Exercise goal:
Pull out every line in the records below that contains the word "fence", copying each such line in full.

The records:
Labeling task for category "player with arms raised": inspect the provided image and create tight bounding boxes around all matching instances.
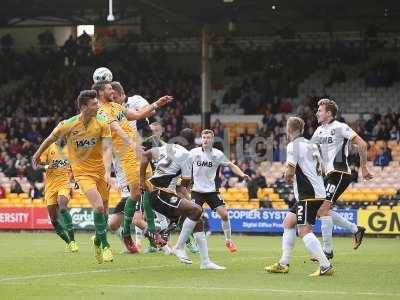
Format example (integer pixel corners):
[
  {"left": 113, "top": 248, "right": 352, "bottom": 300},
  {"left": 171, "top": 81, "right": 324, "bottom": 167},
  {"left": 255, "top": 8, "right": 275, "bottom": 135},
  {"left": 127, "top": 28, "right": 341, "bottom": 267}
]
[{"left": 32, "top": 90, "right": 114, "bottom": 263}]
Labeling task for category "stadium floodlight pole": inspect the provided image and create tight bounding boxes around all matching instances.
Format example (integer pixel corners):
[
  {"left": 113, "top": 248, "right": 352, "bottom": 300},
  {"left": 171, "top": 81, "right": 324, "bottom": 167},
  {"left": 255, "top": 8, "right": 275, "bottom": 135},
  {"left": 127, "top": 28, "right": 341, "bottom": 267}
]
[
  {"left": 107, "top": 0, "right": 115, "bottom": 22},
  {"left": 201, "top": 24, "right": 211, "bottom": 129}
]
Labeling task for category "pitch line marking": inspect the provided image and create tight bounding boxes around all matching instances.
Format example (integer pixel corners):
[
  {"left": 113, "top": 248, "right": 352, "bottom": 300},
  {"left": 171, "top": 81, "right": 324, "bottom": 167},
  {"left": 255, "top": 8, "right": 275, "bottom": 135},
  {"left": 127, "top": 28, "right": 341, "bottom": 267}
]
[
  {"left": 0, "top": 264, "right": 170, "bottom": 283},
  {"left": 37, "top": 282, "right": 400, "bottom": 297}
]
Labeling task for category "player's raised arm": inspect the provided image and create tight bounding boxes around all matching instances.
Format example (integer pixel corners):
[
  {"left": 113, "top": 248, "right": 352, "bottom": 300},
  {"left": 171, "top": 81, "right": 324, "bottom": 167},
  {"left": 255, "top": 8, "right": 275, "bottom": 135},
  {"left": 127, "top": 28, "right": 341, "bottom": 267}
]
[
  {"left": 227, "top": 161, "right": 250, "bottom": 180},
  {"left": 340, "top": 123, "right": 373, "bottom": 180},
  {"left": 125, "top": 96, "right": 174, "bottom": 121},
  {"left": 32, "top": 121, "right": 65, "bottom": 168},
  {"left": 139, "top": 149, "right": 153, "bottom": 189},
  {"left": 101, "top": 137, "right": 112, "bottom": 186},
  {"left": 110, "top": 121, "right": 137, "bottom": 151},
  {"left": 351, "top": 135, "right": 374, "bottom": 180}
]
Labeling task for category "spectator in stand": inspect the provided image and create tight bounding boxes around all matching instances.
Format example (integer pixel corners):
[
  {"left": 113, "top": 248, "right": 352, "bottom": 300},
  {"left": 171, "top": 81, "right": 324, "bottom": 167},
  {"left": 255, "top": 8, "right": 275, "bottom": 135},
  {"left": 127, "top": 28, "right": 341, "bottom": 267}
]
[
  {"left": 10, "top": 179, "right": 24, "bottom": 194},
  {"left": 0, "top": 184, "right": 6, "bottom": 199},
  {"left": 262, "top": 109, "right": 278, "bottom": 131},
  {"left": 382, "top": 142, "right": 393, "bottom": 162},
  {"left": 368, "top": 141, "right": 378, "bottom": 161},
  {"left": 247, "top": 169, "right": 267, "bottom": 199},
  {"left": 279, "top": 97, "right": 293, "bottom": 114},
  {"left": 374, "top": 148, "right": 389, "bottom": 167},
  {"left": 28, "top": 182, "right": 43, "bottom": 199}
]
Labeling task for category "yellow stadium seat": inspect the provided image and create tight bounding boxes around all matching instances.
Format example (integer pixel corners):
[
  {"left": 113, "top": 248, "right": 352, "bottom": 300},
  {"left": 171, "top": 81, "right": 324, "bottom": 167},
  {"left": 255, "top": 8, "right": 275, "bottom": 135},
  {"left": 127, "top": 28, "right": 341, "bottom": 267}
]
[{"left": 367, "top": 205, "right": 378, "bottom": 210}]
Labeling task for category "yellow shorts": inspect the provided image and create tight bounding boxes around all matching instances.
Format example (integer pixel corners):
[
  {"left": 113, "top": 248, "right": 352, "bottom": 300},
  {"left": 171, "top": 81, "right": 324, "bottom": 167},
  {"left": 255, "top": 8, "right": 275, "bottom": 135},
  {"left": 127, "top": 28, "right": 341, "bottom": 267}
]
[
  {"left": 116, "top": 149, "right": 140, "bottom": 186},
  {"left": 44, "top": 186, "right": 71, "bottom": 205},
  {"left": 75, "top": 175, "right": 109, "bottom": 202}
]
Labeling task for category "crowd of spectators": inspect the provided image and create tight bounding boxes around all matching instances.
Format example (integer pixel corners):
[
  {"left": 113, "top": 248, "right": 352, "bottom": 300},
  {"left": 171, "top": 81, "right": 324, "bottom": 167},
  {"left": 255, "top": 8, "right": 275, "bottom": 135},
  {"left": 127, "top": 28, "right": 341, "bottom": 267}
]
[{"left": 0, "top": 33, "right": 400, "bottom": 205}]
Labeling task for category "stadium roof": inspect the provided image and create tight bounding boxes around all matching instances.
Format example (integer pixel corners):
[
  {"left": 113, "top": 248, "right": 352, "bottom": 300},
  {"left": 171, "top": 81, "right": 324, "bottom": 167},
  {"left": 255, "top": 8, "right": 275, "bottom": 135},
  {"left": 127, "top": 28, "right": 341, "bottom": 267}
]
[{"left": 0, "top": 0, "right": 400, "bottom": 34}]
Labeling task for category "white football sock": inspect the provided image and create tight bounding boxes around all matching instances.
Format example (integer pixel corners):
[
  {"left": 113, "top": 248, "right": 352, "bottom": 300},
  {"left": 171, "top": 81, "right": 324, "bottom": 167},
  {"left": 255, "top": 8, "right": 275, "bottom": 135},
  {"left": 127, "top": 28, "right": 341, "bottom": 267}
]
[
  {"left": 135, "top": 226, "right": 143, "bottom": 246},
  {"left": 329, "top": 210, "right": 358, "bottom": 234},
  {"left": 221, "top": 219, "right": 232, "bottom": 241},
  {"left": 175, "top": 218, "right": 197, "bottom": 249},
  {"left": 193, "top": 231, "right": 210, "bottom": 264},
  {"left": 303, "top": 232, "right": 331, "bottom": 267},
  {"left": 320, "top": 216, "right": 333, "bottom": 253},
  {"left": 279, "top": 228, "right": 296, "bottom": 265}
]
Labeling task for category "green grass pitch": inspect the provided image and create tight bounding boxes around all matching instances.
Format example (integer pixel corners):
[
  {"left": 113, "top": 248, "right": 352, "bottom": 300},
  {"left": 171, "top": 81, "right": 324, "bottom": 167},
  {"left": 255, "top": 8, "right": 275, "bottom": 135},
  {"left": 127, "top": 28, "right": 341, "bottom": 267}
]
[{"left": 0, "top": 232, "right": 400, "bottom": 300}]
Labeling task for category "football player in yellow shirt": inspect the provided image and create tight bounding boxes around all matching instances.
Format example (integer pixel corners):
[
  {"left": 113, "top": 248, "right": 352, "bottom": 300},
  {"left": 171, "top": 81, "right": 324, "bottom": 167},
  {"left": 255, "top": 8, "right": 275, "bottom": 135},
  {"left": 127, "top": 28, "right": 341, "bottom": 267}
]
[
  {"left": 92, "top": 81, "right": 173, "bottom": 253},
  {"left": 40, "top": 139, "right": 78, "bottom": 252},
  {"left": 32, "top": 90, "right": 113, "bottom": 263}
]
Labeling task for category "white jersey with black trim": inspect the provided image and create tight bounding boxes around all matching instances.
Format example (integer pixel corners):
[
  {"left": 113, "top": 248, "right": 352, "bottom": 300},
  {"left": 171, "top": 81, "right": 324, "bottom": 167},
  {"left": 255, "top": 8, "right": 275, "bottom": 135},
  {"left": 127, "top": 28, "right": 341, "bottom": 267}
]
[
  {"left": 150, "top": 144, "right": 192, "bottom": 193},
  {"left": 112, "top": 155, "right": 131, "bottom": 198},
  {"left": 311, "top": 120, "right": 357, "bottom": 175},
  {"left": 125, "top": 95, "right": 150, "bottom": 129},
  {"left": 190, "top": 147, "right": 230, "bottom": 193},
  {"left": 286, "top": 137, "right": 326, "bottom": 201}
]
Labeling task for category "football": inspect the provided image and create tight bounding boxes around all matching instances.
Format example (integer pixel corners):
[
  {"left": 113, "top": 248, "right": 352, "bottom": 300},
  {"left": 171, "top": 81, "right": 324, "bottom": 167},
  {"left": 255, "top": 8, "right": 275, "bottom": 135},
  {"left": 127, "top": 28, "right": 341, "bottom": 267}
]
==
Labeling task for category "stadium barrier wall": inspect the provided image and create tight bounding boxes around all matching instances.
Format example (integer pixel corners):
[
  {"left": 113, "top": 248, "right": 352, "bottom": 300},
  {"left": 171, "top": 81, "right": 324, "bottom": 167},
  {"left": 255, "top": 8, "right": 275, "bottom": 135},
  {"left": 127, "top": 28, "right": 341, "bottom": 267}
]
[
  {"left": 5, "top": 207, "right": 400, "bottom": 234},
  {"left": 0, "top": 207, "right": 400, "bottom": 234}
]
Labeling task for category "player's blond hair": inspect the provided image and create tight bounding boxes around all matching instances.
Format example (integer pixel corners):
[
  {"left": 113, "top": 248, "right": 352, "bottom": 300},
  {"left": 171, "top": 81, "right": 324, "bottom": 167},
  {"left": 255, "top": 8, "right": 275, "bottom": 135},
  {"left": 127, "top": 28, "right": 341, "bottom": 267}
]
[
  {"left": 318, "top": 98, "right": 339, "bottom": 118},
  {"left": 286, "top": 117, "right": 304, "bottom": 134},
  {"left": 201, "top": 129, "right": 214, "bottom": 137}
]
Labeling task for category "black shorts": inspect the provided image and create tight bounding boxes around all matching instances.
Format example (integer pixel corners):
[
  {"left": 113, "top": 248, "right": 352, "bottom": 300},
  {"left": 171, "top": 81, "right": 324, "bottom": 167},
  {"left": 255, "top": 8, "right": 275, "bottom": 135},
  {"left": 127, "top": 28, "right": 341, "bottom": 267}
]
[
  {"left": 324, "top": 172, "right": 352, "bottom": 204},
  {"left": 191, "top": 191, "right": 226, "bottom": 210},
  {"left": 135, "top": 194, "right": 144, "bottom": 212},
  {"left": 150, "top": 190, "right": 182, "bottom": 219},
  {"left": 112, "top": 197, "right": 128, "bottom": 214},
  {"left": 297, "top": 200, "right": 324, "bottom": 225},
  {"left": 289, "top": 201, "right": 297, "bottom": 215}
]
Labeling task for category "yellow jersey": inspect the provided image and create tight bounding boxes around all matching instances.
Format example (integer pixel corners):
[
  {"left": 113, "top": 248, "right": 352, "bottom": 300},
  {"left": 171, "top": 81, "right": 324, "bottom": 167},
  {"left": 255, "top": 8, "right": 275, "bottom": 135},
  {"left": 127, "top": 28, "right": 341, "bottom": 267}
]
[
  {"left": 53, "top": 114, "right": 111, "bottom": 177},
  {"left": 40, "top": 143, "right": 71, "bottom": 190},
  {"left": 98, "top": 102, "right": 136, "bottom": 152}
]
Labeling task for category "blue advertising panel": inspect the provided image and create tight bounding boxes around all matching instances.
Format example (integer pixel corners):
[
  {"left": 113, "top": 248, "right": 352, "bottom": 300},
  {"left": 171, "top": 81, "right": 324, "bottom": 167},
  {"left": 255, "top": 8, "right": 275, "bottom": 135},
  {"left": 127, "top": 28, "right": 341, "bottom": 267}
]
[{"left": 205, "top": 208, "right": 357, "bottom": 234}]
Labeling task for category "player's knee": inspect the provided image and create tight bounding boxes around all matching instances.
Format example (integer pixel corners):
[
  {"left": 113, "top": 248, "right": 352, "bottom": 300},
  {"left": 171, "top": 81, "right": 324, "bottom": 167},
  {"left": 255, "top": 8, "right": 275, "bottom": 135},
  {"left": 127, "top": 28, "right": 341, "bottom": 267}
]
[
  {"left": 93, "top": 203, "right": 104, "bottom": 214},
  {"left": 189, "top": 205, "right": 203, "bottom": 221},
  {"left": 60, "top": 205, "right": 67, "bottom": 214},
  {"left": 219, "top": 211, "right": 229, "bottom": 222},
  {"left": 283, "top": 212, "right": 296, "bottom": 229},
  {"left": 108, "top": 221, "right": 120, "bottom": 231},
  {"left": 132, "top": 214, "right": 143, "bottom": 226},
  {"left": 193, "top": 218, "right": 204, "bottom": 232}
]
---
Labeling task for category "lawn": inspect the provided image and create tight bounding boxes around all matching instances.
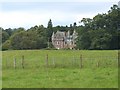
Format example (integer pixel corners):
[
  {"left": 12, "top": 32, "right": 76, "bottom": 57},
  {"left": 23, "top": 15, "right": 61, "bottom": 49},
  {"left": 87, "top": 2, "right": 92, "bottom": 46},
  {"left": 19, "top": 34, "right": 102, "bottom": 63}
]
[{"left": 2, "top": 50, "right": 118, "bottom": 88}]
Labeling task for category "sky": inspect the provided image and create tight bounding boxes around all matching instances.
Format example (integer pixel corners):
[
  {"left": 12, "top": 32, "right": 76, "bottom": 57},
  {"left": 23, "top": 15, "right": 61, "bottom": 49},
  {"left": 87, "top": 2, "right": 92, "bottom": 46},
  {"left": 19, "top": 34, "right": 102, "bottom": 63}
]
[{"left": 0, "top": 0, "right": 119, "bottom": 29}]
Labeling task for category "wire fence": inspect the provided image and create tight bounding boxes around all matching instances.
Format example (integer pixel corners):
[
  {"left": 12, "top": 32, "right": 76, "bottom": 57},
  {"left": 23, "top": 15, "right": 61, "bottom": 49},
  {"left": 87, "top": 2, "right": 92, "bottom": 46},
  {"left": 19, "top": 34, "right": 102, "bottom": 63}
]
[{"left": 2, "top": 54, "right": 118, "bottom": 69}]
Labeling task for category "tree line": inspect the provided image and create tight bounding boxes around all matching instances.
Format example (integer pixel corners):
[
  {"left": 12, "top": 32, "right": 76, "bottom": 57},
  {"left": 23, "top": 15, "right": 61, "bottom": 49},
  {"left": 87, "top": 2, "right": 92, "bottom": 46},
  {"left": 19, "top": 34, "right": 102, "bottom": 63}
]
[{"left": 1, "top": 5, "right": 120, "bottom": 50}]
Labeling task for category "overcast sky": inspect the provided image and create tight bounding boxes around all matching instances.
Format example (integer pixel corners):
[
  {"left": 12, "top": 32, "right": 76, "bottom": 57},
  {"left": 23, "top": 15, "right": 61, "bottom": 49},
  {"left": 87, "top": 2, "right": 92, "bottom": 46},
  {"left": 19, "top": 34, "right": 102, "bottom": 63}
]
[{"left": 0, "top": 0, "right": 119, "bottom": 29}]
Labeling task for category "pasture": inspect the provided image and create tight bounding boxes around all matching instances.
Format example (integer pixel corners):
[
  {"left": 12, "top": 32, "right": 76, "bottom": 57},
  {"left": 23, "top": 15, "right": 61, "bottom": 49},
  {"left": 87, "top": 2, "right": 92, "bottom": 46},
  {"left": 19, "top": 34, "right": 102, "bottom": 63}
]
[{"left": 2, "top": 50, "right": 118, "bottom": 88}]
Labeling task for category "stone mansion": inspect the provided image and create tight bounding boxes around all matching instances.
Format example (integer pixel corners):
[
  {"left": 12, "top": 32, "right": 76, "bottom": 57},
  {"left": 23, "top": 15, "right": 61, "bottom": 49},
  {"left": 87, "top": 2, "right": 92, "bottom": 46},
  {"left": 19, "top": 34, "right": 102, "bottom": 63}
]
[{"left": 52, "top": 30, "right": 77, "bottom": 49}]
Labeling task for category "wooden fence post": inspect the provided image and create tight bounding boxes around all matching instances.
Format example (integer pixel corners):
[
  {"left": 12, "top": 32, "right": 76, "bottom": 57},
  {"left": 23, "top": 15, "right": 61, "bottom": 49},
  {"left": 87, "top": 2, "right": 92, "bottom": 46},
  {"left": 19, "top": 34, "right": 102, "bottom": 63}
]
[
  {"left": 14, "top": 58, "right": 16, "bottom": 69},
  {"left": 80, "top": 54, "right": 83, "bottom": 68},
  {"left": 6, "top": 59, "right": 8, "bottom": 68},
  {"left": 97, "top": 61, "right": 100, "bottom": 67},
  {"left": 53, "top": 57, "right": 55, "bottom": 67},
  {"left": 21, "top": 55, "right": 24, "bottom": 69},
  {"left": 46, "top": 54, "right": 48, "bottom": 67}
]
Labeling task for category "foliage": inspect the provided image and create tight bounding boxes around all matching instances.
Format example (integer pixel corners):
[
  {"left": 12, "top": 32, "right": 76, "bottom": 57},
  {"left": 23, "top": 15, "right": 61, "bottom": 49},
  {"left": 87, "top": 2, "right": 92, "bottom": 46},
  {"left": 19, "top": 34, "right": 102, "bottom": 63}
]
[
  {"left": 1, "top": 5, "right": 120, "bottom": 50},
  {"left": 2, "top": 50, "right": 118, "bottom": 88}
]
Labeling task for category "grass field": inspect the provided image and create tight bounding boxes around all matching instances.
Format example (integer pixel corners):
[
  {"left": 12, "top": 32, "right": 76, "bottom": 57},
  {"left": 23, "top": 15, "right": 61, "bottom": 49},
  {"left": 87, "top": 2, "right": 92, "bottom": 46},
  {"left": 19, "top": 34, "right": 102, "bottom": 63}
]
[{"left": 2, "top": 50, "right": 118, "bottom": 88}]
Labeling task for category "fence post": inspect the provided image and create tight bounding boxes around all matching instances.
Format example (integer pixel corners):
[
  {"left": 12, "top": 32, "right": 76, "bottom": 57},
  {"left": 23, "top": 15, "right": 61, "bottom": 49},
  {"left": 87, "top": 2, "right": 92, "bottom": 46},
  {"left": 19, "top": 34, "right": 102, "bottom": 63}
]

Output for this exercise:
Labeling task for category "wire fence": inspect the provided image and create tight bounding boxes around all matching instances.
Labeling task for category "wooden fence post": inspect the provided image and create tight bounding boxes around all matching instances.
Labeling task for category "fence post": inspect the provided image and create tight bounding boxes around all matching instances.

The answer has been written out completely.